** begin **

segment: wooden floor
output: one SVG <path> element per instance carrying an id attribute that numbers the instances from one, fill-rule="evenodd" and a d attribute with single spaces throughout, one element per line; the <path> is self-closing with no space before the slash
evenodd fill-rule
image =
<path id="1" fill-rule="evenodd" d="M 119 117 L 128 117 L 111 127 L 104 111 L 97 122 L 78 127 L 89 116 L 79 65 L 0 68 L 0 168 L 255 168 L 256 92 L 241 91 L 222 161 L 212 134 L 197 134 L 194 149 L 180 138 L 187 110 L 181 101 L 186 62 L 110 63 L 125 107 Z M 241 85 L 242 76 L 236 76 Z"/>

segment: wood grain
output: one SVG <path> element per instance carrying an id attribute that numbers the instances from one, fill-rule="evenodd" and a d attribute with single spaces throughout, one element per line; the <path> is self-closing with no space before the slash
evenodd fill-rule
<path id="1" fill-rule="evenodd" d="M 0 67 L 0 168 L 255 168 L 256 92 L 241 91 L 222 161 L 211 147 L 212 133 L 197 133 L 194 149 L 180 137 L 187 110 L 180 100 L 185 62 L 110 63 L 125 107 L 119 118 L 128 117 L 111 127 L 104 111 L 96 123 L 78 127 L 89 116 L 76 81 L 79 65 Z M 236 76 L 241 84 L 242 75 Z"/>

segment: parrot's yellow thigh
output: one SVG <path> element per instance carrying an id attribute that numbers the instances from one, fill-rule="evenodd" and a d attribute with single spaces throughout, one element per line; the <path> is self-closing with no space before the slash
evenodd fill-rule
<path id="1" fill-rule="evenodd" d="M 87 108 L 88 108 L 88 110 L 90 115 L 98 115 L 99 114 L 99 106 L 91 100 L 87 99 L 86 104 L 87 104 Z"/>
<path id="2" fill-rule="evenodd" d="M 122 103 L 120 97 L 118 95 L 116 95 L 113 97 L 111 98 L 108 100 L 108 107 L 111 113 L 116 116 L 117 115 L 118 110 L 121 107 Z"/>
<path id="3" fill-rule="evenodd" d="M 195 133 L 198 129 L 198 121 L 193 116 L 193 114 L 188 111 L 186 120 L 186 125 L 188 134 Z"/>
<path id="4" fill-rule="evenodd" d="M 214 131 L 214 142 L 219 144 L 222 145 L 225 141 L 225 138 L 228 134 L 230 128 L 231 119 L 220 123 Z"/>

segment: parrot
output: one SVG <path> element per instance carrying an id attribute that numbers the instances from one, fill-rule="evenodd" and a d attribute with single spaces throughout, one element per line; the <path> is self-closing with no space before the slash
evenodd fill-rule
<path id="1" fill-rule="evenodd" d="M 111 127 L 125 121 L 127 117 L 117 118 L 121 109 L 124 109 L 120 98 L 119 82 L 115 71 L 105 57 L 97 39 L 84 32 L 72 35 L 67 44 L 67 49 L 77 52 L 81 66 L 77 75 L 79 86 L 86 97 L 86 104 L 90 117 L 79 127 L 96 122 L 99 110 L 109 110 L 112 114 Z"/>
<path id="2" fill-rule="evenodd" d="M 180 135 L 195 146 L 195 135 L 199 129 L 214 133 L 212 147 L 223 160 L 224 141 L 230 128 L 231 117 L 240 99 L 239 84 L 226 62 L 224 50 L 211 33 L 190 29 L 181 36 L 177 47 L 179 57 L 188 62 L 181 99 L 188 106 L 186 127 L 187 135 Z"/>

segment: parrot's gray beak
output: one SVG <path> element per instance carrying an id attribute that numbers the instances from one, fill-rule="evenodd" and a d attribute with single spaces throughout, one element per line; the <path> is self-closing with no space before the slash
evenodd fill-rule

** end **

> EXERCISE INSTRUCTIONS: Present the lines above as a numbered list, leaving out the blank ones.

> REPLY TO THE EXERCISE:
1. segment: wooden floor
2. output: one SVG <path> element per instance carrying an id attribute that numbers the instances from one, fill-rule="evenodd" and a d attribute with single spaces throughout, one element per line; the <path> is self-closing with no space before the slash
3. evenodd fill-rule
4. image =
5. <path id="1" fill-rule="evenodd" d="M 119 117 L 128 117 L 111 127 L 104 111 L 97 122 L 78 127 L 89 116 L 79 65 L 0 68 L 0 168 L 255 168 L 256 92 L 241 91 L 222 161 L 212 134 L 197 134 L 194 149 L 180 138 L 187 110 L 181 101 L 186 62 L 110 63 L 125 107 Z M 241 85 L 242 76 L 236 76 Z"/>
6. segment: wood grain
7. output: one SVG <path> element per instance carrying an id attribute that numbers the instances from one, fill-rule="evenodd" and a d attribute with single spaces throughout, one element per line; the <path> is self-closing with no space before the slash
8. evenodd fill-rule
9. <path id="1" fill-rule="evenodd" d="M 0 67 L 0 168 L 255 168 L 256 92 L 241 91 L 222 161 L 211 147 L 212 133 L 197 133 L 194 149 L 180 137 L 187 110 L 180 100 L 185 62 L 110 63 L 125 107 L 119 118 L 128 117 L 111 127 L 104 111 L 96 123 L 78 127 L 89 116 L 76 81 L 79 65 Z M 236 76 L 241 84 L 242 75 Z"/>
10. segment: parrot's yellow thigh
11. output: one SVG <path> element per instance carrying an id attribute that numbers the instances from one, fill-rule="evenodd" and a d attribute with single spaces throughout, one element per line; the <path> is self-closing with no space before the slash
12. evenodd fill-rule
13. <path id="1" fill-rule="evenodd" d="M 87 108 L 88 108 L 88 110 L 90 115 L 98 115 L 99 114 L 99 106 L 91 100 L 87 99 L 86 104 L 87 104 Z"/>
14. <path id="2" fill-rule="evenodd" d="M 122 103 L 120 97 L 118 95 L 116 95 L 113 97 L 111 98 L 108 100 L 108 107 L 111 113 L 116 116 L 117 115 L 118 110 L 121 107 Z"/>
15. <path id="3" fill-rule="evenodd" d="M 195 133 L 198 129 L 198 121 L 193 116 L 193 114 L 188 111 L 186 120 L 186 125 L 188 134 Z"/>
16. <path id="4" fill-rule="evenodd" d="M 214 131 L 214 142 L 219 144 L 222 145 L 225 141 L 225 138 L 228 134 L 230 128 L 231 119 L 220 123 Z"/>
17. segment: parrot
18. output: one SVG <path> element per instance carrying an id attribute that numbers the instances from one, fill-rule="evenodd" and a d attribute with single spaces throughout, one element per line; the <path> is self-closing with no space before the slash
19. evenodd fill-rule
20. <path id="1" fill-rule="evenodd" d="M 111 127 L 125 121 L 127 117 L 117 118 L 121 109 L 124 109 L 120 98 L 119 82 L 115 71 L 105 57 L 97 39 L 84 32 L 72 35 L 67 44 L 67 49 L 77 52 L 81 66 L 77 75 L 79 86 L 86 97 L 86 104 L 90 117 L 79 127 L 96 122 L 99 110 L 109 110 L 112 114 Z"/>
21. <path id="2" fill-rule="evenodd" d="M 180 135 L 195 146 L 195 135 L 199 129 L 214 133 L 212 147 L 223 160 L 224 141 L 230 128 L 231 117 L 240 99 L 239 84 L 226 62 L 224 50 L 211 33 L 190 29 L 181 36 L 177 47 L 179 57 L 188 62 L 181 99 L 188 106 L 186 127 L 187 135 Z"/>
22. segment: parrot's gray beak
23. output: one SVG <path> element per instance carrying an id attribute that numbers the instances from one, fill-rule="evenodd" and a d attribute with single spaces throughout, one element per line; the <path> is self-closing with no space before the slash
24. evenodd fill-rule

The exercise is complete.